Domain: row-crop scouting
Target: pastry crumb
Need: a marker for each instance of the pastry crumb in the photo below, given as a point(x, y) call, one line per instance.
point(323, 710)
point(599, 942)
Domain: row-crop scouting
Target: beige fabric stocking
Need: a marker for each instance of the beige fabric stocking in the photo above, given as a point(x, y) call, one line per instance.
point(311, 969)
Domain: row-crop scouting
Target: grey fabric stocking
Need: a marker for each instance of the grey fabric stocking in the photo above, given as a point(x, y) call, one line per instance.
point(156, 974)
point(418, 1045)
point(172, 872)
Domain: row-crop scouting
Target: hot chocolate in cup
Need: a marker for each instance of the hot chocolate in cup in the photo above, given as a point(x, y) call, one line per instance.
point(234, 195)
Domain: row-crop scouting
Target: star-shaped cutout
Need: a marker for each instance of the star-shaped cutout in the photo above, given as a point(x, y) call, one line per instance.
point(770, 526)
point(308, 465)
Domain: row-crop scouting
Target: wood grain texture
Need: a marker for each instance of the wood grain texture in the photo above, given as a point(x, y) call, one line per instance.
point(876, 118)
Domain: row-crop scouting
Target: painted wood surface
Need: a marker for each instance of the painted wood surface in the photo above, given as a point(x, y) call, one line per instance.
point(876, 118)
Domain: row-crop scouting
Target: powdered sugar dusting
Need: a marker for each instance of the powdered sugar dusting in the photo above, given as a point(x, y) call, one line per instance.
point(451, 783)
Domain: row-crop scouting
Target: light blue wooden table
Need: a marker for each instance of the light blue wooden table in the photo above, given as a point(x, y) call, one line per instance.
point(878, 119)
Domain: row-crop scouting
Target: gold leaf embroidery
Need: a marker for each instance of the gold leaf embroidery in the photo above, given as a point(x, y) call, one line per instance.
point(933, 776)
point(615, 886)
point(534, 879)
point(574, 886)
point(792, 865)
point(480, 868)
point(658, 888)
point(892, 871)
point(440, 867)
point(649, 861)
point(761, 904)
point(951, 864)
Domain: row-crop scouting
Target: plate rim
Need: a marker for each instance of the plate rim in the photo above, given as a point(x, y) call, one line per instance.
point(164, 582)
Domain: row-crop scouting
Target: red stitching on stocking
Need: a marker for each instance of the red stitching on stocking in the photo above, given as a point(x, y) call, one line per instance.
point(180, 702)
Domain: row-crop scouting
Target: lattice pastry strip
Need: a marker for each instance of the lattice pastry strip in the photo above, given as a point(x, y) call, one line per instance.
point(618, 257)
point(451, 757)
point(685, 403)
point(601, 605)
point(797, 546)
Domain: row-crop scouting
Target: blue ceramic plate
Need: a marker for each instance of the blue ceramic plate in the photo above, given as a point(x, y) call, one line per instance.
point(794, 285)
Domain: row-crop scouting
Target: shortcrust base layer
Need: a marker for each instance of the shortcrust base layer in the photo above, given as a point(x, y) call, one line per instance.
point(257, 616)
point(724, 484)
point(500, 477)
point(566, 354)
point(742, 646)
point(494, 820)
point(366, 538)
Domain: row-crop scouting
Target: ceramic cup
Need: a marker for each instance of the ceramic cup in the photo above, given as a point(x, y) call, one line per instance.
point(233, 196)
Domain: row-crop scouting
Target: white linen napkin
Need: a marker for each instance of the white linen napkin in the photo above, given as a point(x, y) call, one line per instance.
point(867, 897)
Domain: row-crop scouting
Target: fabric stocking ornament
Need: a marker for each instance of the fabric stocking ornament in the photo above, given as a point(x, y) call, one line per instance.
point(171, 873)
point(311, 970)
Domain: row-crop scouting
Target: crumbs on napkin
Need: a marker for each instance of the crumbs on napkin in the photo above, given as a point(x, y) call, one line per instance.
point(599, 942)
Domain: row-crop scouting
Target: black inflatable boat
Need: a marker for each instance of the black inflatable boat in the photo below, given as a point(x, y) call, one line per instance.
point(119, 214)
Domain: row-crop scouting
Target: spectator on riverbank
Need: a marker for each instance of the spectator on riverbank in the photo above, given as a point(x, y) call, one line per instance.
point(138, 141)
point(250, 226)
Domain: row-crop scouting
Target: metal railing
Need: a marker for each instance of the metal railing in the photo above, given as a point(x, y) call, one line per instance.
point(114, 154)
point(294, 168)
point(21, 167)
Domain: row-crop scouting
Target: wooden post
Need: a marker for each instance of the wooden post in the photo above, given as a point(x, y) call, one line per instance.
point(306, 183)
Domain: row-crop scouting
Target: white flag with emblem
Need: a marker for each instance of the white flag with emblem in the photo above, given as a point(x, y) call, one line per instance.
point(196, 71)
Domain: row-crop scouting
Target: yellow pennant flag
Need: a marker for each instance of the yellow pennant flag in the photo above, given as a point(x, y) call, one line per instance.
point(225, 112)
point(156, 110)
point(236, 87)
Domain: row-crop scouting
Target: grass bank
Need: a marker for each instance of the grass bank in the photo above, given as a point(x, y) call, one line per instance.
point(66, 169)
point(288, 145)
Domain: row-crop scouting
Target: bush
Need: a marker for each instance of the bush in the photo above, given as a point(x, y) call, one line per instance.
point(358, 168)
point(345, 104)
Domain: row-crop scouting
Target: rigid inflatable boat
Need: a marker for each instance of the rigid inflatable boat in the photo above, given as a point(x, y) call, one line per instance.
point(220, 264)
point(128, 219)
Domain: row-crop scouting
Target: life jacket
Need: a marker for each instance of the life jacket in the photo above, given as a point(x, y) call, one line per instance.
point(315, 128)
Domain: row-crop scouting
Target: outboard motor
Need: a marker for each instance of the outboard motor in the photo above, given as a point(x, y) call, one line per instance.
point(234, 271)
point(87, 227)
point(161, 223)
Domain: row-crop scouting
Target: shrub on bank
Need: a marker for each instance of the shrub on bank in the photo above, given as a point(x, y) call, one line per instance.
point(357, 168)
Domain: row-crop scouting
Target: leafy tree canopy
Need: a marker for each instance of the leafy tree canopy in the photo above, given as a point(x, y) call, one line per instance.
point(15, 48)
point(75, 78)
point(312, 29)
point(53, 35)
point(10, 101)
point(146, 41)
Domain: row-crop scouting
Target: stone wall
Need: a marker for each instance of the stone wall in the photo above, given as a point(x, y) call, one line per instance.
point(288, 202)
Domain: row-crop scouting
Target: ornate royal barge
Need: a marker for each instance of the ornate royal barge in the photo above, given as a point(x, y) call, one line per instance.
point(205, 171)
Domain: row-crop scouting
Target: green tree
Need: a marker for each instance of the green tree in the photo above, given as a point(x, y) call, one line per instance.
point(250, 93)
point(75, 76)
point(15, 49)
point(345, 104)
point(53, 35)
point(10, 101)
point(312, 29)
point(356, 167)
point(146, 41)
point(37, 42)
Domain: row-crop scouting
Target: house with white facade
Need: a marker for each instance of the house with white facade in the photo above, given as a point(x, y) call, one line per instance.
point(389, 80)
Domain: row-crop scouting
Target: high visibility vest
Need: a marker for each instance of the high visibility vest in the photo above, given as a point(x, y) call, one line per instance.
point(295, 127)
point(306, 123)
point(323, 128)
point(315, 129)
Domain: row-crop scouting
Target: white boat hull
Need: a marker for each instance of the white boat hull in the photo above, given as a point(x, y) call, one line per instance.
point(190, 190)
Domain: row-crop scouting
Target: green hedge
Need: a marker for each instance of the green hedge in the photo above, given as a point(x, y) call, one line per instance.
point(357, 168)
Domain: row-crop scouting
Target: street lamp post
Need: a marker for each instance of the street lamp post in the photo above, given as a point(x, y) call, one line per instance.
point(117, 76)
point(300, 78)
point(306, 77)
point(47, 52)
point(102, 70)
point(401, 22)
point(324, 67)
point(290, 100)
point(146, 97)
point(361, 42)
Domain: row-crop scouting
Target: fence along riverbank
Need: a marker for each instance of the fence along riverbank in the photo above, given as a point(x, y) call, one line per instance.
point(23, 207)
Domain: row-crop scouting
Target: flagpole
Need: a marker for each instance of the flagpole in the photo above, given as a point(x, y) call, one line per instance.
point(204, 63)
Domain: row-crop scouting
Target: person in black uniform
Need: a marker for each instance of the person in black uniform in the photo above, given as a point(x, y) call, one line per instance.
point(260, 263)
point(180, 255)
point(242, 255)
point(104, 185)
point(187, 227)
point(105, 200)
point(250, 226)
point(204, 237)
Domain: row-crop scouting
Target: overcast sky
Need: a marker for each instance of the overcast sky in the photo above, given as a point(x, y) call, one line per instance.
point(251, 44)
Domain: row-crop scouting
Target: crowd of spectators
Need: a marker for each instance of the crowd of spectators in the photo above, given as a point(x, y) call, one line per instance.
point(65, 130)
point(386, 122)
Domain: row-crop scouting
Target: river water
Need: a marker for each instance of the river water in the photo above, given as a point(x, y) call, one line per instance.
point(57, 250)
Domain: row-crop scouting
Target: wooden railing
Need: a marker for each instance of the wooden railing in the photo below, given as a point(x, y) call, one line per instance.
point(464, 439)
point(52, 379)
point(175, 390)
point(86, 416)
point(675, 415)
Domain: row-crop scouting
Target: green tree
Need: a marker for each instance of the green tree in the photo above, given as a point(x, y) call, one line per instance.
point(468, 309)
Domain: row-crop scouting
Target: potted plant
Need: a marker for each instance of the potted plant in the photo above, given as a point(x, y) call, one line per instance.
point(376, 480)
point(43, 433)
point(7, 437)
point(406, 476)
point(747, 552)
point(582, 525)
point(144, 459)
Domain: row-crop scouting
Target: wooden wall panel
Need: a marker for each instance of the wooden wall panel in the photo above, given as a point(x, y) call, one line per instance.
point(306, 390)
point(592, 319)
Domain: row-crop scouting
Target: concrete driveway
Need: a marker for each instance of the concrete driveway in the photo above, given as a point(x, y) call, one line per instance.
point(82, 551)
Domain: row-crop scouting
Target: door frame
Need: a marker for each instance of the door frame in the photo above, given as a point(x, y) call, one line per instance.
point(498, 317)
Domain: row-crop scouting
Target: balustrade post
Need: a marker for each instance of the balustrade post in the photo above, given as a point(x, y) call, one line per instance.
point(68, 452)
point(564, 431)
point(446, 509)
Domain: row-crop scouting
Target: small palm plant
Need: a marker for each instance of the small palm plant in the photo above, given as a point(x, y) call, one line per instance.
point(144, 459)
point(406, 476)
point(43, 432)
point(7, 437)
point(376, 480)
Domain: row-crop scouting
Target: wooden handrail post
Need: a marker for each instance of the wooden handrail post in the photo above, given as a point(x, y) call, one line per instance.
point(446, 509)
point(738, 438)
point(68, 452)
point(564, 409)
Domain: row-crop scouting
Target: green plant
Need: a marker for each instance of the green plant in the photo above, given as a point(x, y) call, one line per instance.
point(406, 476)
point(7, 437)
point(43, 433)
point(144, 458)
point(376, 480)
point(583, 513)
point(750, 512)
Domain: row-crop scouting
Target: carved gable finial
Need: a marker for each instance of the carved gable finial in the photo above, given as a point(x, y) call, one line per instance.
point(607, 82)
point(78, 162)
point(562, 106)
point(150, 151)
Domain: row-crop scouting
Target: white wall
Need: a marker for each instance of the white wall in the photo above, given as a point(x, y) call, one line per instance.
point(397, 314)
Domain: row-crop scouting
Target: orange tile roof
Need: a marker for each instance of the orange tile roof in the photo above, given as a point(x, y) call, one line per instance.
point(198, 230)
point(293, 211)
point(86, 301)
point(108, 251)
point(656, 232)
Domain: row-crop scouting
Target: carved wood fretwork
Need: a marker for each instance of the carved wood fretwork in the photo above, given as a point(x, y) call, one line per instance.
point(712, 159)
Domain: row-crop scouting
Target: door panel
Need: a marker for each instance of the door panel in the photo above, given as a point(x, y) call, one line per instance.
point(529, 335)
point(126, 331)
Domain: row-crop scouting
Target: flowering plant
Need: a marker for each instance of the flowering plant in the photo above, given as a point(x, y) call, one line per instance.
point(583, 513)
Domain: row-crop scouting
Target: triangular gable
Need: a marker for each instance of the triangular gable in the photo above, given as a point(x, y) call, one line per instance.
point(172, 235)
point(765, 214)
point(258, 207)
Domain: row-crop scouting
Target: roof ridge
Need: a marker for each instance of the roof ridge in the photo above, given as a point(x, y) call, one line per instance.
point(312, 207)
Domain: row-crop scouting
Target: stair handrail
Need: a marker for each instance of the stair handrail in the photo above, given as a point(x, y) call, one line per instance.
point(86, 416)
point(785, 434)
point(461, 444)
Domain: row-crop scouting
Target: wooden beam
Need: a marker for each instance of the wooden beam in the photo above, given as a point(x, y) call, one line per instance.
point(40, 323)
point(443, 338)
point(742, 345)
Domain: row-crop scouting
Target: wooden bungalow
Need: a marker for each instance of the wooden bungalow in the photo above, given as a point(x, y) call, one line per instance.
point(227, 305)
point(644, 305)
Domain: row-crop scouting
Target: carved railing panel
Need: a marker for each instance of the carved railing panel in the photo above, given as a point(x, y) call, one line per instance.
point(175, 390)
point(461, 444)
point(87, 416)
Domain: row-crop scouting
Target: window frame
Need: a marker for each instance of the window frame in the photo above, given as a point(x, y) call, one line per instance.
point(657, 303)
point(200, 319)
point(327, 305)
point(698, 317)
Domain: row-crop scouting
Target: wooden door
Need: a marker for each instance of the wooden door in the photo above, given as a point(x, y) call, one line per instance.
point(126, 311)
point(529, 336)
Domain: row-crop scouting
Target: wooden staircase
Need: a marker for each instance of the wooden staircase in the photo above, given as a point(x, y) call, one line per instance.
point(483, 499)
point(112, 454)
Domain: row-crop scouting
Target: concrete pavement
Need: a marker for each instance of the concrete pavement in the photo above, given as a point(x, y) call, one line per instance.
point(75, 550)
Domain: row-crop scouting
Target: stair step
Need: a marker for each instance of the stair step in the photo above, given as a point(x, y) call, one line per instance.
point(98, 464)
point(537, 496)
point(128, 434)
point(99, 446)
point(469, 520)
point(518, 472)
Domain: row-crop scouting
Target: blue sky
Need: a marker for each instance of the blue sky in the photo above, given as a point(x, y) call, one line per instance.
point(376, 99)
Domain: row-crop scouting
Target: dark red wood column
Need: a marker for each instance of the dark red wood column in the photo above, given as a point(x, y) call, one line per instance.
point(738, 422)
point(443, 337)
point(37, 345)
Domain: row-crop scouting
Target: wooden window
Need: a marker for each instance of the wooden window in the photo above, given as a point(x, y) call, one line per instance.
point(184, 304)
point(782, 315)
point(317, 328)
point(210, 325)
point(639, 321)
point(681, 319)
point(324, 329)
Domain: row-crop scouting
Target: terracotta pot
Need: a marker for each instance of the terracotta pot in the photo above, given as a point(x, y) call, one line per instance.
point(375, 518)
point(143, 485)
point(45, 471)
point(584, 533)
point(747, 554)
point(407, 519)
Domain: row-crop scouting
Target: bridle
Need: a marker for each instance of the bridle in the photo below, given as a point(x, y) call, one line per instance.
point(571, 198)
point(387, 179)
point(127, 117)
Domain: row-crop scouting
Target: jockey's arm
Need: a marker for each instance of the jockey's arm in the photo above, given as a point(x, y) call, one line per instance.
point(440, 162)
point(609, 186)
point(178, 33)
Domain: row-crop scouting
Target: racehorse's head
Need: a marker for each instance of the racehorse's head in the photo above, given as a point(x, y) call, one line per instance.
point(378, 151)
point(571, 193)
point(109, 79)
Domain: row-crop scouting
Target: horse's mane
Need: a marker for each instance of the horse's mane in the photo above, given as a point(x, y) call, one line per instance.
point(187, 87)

» **Task statement**:
Reproduce the rows from the beginning of the records through the line containing "point(234, 195)", replacing "stocking" with "sock" and leaving everything else unchanged.

» **Complete response**:
Domain: row-crop scouting
Target: pastry crumb
Need: a marker for each instance of the pastry crumb in the photo below, given as a point(x, y) call, one line per instance.
point(323, 710)
point(599, 942)
Domain: row-crop scouting
Target: beige fabric sock
Need: a marker for each instance of the beige fabric sock in the photo above, given as a point(x, y) call, one line per instance.
point(311, 969)
Domain: row-crop scouting
Target: grey fabric sock
Need: a marker for each instance of the grey fabric sock in the photo above, given as a point(x, y) call, one line per instance.
point(156, 974)
point(418, 1045)
point(172, 872)
Domain: row-crop scouting
Target: hot chocolate in cup
Need: a marker for each instance of the hot chocolate in cup in the photo above, given as a point(x, y) call, one line per instance.
point(234, 195)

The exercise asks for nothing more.